EXERCISE TASK:
Copy the entries below word for word, starting at the line that contains "Find every instance of the groom's hand" and running through the last line, both ends included.

DATA TO PROCESS:
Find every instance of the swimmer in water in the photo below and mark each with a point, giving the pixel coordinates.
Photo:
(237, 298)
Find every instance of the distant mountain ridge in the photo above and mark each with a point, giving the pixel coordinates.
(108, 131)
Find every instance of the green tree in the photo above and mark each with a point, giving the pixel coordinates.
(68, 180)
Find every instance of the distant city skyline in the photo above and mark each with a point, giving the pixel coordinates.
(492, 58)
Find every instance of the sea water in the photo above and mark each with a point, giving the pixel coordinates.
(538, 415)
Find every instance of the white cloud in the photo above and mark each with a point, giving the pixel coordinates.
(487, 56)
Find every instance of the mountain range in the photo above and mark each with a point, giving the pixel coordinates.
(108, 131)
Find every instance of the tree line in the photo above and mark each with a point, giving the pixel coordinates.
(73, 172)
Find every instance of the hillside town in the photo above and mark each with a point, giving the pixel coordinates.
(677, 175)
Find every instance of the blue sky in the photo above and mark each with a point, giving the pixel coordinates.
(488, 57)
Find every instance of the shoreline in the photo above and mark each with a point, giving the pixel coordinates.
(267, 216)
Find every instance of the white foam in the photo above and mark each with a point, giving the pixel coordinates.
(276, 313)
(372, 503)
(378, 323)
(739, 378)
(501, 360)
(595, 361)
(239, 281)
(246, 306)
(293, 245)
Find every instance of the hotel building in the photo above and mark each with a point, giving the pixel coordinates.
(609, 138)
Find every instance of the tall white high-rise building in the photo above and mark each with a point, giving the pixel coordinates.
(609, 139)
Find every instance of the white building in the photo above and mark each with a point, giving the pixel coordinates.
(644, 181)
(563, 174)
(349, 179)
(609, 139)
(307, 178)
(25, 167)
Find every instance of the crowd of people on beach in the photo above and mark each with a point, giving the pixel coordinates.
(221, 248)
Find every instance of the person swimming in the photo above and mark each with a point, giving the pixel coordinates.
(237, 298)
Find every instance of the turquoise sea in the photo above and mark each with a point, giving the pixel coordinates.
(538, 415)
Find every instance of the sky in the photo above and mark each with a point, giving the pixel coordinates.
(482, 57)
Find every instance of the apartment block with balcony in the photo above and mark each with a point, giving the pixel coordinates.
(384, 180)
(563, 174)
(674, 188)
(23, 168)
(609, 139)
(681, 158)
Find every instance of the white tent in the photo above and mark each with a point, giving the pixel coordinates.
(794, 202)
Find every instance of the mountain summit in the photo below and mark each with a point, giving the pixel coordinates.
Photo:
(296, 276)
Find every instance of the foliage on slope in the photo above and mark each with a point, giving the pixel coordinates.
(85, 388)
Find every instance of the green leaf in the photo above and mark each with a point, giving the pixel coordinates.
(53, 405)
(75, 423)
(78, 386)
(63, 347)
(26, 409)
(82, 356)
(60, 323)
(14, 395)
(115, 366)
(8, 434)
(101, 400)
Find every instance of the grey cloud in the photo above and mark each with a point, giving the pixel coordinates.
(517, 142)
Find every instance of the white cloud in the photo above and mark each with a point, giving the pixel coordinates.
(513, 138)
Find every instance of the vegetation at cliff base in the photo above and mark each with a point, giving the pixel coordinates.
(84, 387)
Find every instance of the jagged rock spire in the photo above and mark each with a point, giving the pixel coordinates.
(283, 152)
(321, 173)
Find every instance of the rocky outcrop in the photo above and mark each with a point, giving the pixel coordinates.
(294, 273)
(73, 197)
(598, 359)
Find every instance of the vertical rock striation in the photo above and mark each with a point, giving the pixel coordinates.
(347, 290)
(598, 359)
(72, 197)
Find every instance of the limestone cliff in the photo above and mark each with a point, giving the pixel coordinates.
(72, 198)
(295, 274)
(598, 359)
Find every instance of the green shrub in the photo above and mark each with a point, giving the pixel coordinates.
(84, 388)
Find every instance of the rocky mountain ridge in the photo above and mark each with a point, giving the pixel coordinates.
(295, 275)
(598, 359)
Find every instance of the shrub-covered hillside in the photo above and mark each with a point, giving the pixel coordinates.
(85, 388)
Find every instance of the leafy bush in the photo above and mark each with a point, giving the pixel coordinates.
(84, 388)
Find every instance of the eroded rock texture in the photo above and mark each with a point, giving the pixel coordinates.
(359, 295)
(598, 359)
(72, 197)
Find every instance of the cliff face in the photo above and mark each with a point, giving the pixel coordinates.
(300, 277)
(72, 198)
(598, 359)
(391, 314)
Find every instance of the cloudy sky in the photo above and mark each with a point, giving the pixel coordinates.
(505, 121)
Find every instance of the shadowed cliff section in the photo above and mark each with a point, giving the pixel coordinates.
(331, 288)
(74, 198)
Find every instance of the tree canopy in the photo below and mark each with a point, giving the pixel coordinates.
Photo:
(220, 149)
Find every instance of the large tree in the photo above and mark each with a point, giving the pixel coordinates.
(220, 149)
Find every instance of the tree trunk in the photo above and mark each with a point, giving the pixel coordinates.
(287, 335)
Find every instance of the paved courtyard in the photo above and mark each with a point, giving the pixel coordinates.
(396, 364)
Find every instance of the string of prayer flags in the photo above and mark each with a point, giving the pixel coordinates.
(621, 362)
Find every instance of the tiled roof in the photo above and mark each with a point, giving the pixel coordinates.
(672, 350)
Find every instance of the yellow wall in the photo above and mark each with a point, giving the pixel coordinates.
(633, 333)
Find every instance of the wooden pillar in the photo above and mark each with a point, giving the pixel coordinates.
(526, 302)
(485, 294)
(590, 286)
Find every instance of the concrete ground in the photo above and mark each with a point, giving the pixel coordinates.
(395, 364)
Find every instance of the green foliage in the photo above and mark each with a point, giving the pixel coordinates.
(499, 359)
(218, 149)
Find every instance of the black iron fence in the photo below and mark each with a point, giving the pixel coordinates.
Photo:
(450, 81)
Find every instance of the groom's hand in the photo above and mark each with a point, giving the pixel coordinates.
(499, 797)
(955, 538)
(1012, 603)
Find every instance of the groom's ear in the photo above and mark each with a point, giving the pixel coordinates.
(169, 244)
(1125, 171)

SOLVED EXERCISE:
Find every instance of the groom's hand in the photo above and mark each with a point, giving the pixel coordinates.
(499, 797)
(955, 538)
(1012, 603)
Find every instance of the groom's ear in the photo above and mark each with a point, giving the pixel coordinates.
(169, 244)
(1125, 171)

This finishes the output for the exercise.